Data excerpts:
⟨

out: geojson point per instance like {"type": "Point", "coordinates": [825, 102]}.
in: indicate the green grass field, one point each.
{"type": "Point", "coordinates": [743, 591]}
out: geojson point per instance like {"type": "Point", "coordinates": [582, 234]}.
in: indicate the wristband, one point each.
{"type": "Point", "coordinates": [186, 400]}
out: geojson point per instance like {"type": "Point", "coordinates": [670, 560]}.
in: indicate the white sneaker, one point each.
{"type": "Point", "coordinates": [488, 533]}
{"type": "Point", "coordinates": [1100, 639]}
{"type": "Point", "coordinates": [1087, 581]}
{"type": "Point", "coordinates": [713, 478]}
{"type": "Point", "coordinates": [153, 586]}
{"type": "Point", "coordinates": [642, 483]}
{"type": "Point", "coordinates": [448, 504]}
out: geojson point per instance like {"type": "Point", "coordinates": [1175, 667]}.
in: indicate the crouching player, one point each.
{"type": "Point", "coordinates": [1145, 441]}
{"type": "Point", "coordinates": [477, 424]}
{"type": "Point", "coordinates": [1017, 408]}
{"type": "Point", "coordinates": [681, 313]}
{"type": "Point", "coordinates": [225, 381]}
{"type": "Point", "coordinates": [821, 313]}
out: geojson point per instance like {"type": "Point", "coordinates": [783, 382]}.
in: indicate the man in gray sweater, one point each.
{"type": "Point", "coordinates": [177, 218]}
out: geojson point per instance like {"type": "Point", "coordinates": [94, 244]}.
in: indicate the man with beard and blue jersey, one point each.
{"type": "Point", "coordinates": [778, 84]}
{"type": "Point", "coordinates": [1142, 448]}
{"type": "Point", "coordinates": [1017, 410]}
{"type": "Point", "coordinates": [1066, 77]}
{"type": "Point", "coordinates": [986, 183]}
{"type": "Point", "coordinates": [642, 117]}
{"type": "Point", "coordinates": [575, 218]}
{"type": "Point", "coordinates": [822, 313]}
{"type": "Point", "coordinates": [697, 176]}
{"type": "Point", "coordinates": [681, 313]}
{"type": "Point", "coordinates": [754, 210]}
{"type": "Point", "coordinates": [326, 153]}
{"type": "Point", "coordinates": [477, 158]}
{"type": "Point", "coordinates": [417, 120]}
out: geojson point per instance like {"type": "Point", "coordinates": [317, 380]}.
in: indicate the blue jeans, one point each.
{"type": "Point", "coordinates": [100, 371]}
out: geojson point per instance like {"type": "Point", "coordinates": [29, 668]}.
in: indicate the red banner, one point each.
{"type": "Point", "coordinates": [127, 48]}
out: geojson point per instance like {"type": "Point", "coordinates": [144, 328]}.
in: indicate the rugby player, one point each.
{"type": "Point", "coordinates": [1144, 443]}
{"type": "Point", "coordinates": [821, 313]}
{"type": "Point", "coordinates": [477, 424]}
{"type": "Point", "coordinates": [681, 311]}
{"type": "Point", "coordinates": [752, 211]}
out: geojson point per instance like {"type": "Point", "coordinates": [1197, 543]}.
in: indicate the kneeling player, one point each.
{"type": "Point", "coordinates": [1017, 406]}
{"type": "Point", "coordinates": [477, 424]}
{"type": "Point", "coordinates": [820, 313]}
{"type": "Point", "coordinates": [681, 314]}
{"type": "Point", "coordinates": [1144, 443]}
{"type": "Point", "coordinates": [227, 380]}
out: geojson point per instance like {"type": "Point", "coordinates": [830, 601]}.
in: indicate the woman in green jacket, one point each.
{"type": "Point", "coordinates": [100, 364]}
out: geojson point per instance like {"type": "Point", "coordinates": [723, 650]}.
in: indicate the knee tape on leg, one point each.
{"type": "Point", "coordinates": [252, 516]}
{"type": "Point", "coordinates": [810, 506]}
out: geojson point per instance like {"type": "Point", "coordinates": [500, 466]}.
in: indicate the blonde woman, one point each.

⟩

**Exercise directions**
You are asked to transcribe the complete data exactly.

**Result for this exercise**
out: geojson point per instance like {"type": "Point", "coordinates": [825, 102]}.
in: indicate the green grass field, one point each.
{"type": "Point", "coordinates": [743, 591]}
out: geojson point per instance like {"type": "Point", "coordinates": [582, 234]}.
in: indicate the wristband, one point each.
{"type": "Point", "coordinates": [186, 400]}
out: geojson point per instance like {"type": "Point", "coordinates": [670, 560]}.
in: indicate the white sneaker, one point each.
{"type": "Point", "coordinates": [488, 533]}
{"type": "Point", "coordinates": [1100, 639]}
{"type": "Point", "coordinates": [1087, 581]}
{"type": "Point", "coordinates": [713, 478]}
{"type": "Point", "coordinates": [153, 586]}
{"type": "Point", "coordinates": [642, 483]}
{"type": "Point", "coordinates": [448, 504]}
out: geojson point per instance like {"type": "Point", "coordinates": [1175, 667]}.
in: indicate the crouching player, one point each.
{"type": "Point", "coordinates": [1145, 441]}
{"type": "Point", "coordinates": [477, 424]}
{"type": "Point", "coordinates": [1017, 408]}
{"type": "Point", "coordinates": [681, 313]}
{"type": "Point", "coordinates": [225, 381]}
{"type": "Point", "coordinates": [821, 313]}
out: geojson point per instance like {"type": "Point", "coordinates": [783, 382]}.
in: indicate the man in gray sweater, one point each.
{"type": "Point", "coordinates": [177, 218]}
out: geojson point per instance like {"type": "Point", "coordinates": [94, 244]}.
in: indicate the man with beard and blue jersey, one point each.
{"type": "Point", "coordinates": [778, 84]}
{"type": "Point", "coordinates": [1142, 448]}
{"type": "Point", "coordinates": [1017, 410]}
{"type": "Point", "coordinates": [1066, 77]}
{"type": "Point", "coordinates": [986, 183]}
{"type": "Point", "coordinates": [642, 117]}
{"type": "Point", "coordinates": [575, 218]}
{"type": "Point", "coordinates": [822, 313]}
{"type": "Point", "coordinates": [697, 176]}
{"type": "Point", "coordinates": [681, 313]}
{"type": "Point", "coordinates": [754, 210]}
{"type": "Point", "coordinates": [326, 153]}
{"type": "Point", "coordinates": [477, 158]}
{"type": "Point", "coordinates": [417, 120]}
out: geojson point per instance like {"type": "Point", "coordinates": [317, 380]}.
in: indicate the blue jeans, one point each.
{"type": "Point", "coordinates": [100, 371]}
out: geojson point per instance like {"type": "Point", "coordinates": [29, 668]}.
in: indicate the red banner, one point each.
{"type": "Point", "coordinates": [127, 48]}
out: geojson point per instance like {"type": "Point", "coordinates": [144, 328]}.
in: indicate the rugby player, one point each.
{"type": "Point", "coordinates": [1144, 443]}
{"type": "Point", "coordinates": [821, 313]}
{"type": "Point", "coordinates": [477, 424]}
{"type": "Point", "coordinates": [681, 311]}
{"type": "Point", "coordinates": [752, 211]}
out: geojson point per instance like {"type": "Point", "coordinates": [1197, 543]}.
in: indicate the kneeling player, one point each.
{"type": "Point", "coordinates": [1017, 406]}
{"type": "Point", "coordinates": [477, 424]}
{"type": "Point", "coordinates": [820, 313]}
{"type": "Point", "coordinates": [681, 314]}
{"type": "Point", "coordinates": [1144, 443]}
{"type": "Point", "coordinates": [227, 380]}
out: geojson point per instance like {"type": "Point", "coordinates": [830, 601]}.
in: indicate the woman in green jacket, one point each.
{"type": "Point", "coordinates": [100, 364]}
out: geojson point per instance like {"type": "Point", "coordinates": [723, 650]}.
in: indicate the knee tape on leg, one point each.
{"type": "Point", "coordinates": [252, 516]}
{"type": "Point", "coordinates": [810, 506]}
out: geojson point per instance like {"type": "Point", "coordinates": [500, 466]}.
in: indicate the blonde woman, one point each.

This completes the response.